Racial Prejudice
Color of Water details and reflects on racial prejudice from a first-person point of view, first in the life of the Jewish mother, Ruth McBride Jordan, and then in the life of her black son, James.
Ruth was born as Rachel Shilsky and fled Poland with her parents as a child, when Jews were being persecuted and exterminated by both Russians and Germans. When Rabbi Shilsky wants to scare his family in America he threatens to send them back to Europe where the Jews are subject to constant terrorism. The young Ruth, however, finds racial hatred in America as well. When her family moves to Suffolk, Virginia, she is ridiculed at school and shunned for being Jewish. She develops sympathy for the black community who come into her father’s store. Their situation is far worse than hers, for the Ku Klux Klan regularly visits the black ghetto murdering people, whose bodies show up in the river. When Ruth becomes pregnant by her black boyfriend, both know his life is in danger, and she has to go to New York for an abortion. Interracial marriage was impossible in the South of the 1930s.

================================

■ DIRECTIVE 1
According to the racial prejudice summary, what name was Ruth given at birth?
The rows have no connection to the racial prejudice summary.

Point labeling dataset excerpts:
================================

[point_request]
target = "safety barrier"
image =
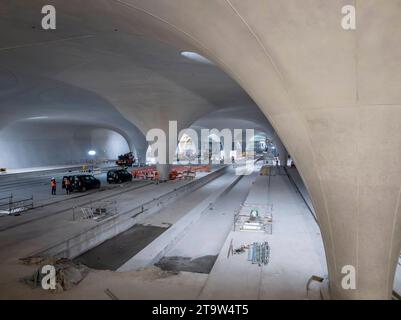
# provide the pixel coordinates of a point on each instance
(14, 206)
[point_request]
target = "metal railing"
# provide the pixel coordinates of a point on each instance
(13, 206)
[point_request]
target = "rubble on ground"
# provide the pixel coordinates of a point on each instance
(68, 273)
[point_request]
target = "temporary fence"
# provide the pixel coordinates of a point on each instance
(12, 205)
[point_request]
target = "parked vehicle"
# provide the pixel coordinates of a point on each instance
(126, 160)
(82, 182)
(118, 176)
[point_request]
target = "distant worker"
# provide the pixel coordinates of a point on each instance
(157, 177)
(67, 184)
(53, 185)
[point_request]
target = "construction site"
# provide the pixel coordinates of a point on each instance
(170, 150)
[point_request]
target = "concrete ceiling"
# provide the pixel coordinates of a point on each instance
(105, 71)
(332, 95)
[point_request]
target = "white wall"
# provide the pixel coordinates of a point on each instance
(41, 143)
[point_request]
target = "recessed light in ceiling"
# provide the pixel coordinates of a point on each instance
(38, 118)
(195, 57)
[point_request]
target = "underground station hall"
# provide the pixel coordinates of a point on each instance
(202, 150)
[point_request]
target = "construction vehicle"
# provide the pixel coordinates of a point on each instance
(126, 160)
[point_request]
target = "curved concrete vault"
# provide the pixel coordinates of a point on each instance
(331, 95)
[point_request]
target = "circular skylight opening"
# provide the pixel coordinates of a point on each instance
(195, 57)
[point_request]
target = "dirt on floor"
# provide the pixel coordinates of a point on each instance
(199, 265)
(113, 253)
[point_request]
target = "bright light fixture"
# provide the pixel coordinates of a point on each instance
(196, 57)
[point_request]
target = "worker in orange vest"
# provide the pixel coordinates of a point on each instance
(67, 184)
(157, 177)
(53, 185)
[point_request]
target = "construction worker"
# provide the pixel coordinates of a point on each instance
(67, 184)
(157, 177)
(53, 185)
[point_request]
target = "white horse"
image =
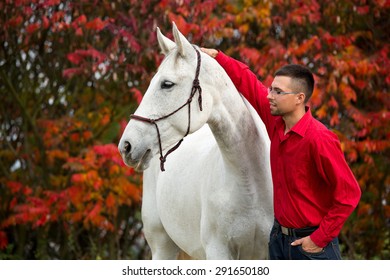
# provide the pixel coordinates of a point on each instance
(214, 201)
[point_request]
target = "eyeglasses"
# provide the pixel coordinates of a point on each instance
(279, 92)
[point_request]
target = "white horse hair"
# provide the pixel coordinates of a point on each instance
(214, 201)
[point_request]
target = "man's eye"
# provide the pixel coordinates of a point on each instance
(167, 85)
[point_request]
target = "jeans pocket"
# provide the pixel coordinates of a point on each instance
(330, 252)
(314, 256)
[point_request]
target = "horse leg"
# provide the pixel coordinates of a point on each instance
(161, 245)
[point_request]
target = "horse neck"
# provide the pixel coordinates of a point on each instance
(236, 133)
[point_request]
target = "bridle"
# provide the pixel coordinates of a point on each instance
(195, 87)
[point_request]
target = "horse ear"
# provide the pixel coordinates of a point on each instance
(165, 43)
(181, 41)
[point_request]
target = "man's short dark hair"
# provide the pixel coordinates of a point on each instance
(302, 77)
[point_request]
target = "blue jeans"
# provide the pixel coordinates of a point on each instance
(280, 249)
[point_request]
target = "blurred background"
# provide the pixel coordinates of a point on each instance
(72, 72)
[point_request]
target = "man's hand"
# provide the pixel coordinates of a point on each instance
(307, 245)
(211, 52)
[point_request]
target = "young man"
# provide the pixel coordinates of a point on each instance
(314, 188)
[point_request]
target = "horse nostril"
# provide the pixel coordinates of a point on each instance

================================

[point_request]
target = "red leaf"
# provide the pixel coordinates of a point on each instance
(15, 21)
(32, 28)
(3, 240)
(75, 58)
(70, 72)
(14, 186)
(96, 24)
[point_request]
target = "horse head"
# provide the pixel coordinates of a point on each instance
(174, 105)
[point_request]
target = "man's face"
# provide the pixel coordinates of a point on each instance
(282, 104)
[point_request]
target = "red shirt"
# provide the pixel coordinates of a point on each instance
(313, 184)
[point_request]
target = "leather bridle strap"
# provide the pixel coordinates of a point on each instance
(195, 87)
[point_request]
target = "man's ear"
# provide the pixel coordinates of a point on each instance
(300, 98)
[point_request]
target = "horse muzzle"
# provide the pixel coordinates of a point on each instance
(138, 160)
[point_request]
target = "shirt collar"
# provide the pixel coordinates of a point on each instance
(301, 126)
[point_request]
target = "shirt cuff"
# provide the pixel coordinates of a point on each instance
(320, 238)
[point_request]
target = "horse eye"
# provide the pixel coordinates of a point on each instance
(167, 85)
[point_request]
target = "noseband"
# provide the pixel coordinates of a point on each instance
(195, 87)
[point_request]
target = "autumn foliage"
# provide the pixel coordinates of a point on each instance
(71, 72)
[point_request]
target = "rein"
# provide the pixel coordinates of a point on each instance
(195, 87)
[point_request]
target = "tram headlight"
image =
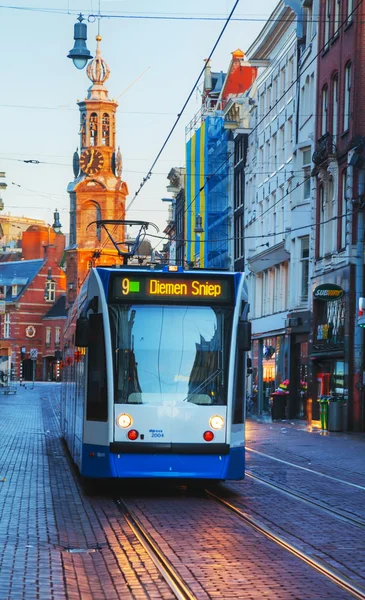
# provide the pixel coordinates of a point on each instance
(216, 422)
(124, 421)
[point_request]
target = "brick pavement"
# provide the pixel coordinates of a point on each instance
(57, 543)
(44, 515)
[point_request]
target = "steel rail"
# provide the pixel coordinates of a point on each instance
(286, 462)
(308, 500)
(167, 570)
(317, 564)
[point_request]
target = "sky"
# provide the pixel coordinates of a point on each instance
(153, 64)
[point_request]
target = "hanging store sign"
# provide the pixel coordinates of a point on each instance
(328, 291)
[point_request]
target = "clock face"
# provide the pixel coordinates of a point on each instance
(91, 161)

================================

■ DIRECTIVE 2
Tally the lines in the rows that contain the string "bridle" and give only the number.

■ FULL RESPONSE 1
Rachel Shilsky

■ FULL RESPONSE 2
2